Задача для решения »
Покажите все строки данных, где встречается слово «tree», с учетом регистра букв.

Записи с разметкой координат
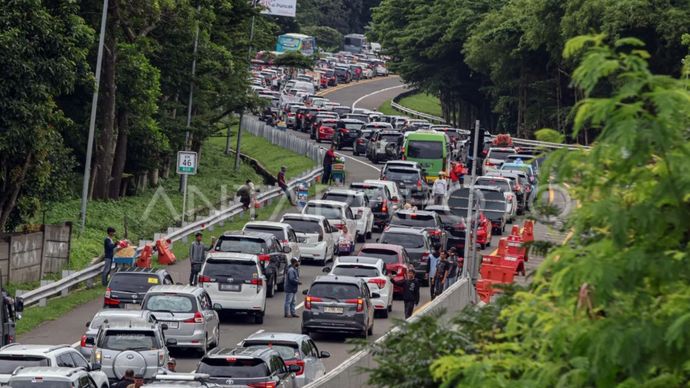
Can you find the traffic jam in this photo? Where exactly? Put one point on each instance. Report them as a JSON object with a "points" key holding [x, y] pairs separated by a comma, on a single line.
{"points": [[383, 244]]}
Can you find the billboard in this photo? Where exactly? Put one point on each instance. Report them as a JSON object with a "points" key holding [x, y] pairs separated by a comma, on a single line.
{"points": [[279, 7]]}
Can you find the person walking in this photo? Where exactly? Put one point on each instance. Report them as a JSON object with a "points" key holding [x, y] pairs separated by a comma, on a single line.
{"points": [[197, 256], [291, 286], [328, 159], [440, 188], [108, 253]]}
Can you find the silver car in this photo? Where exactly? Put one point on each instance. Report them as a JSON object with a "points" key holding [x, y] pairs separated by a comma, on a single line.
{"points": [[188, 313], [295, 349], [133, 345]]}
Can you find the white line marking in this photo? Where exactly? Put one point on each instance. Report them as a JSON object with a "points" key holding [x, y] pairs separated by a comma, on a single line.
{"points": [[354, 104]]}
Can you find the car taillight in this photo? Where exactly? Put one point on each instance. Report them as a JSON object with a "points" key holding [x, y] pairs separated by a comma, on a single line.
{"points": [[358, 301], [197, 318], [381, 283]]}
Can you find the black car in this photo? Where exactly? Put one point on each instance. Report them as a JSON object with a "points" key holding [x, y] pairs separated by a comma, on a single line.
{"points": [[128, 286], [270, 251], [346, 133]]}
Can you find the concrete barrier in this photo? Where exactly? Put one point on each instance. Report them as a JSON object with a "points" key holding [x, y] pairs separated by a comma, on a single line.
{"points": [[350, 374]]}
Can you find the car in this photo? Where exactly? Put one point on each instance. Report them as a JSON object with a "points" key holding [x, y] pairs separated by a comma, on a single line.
==
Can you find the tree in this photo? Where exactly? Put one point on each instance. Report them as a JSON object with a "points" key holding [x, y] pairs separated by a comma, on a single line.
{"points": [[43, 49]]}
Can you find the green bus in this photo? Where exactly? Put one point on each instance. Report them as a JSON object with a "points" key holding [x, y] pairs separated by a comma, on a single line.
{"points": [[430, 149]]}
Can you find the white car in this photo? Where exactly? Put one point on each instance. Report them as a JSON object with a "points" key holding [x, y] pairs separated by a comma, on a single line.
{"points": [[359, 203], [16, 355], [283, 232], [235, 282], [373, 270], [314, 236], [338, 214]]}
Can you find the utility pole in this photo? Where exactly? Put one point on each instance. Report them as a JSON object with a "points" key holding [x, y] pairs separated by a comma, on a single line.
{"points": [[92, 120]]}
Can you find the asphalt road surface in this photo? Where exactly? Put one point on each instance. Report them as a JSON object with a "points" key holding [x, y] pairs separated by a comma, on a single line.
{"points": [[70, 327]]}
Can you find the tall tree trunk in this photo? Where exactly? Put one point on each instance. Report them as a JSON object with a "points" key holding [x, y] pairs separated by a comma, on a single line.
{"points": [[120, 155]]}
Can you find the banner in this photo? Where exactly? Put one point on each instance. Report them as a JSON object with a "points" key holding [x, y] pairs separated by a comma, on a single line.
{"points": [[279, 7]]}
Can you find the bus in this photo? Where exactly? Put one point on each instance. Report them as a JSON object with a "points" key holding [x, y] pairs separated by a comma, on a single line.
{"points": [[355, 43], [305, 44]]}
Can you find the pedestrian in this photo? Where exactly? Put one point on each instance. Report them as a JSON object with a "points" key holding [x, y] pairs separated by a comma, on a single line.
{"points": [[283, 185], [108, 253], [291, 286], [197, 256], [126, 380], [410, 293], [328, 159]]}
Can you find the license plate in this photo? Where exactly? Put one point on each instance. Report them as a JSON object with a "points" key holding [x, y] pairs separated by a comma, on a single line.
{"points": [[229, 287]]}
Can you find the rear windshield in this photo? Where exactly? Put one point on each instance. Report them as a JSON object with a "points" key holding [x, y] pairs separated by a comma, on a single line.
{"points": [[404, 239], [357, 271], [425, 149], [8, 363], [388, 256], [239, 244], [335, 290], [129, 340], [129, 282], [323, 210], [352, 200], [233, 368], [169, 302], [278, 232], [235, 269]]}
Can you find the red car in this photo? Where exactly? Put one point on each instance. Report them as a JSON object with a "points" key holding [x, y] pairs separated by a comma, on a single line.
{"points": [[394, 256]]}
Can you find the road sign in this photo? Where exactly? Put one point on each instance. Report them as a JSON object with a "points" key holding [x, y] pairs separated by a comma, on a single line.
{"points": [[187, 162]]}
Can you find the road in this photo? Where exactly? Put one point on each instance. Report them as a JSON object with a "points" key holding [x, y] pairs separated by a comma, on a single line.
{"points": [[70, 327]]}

Ответ к заданию »
Can you find the tree in this photo? Where exactly? Put one point on each instance. Report them as a JSON object with a "points" key holding [x, y] pairs separated by a comma, on a single line.
Can you find the tall tree trunk in this photo? Where exactly? Put one point on each instance. Report them as a JSON object with a "points" key holding [x, y] pairs separated by a comma, on a single line.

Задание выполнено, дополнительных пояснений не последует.